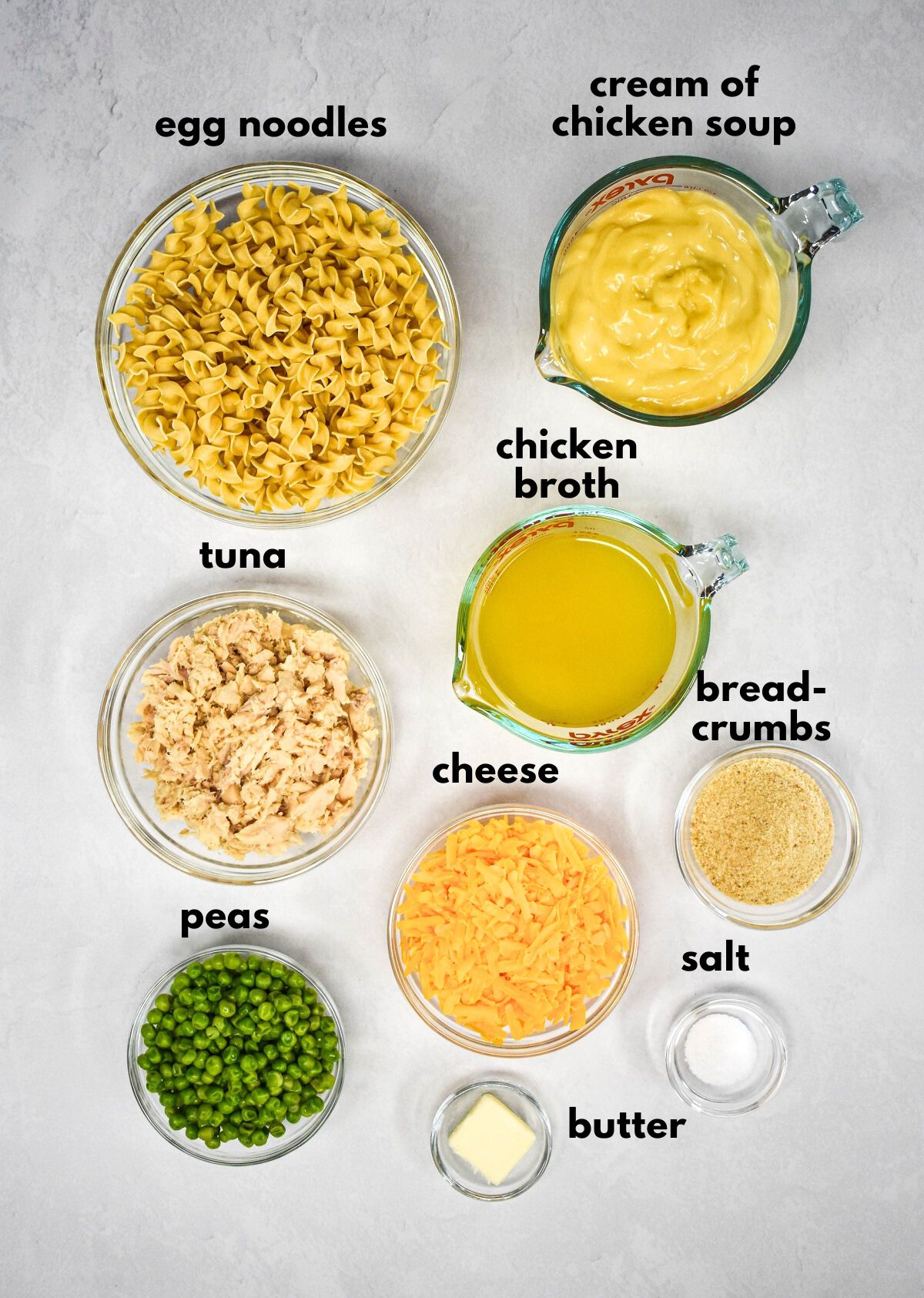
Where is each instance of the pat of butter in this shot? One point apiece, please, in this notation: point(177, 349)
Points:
point(492, 1139)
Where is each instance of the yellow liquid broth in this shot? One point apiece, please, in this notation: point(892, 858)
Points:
point(666, 303)
point(577, 630)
=-=-=-=-=
Task statement:
Please render the material above as a Markdown table with the columns Row and Text, giving each line its own numbered row and skipping blank lines. Leave the pictures out.

Answer in full:
| Row | Text |
|---|---|
| 1 | Where is each instance of the pat of butter in this shot? One point apiece, please, in this notation: point(177, 349) |
| 2 | Points: |
| 3 | point(492, 1139) |
| 4 | Where is each instance of the yellow liquid broth in this shot? One point apiece, please, in this notation: point(892, 858) |
| 5 | Points: |
| 6 | point(666, 303) |
| 7 | point(577, 630) |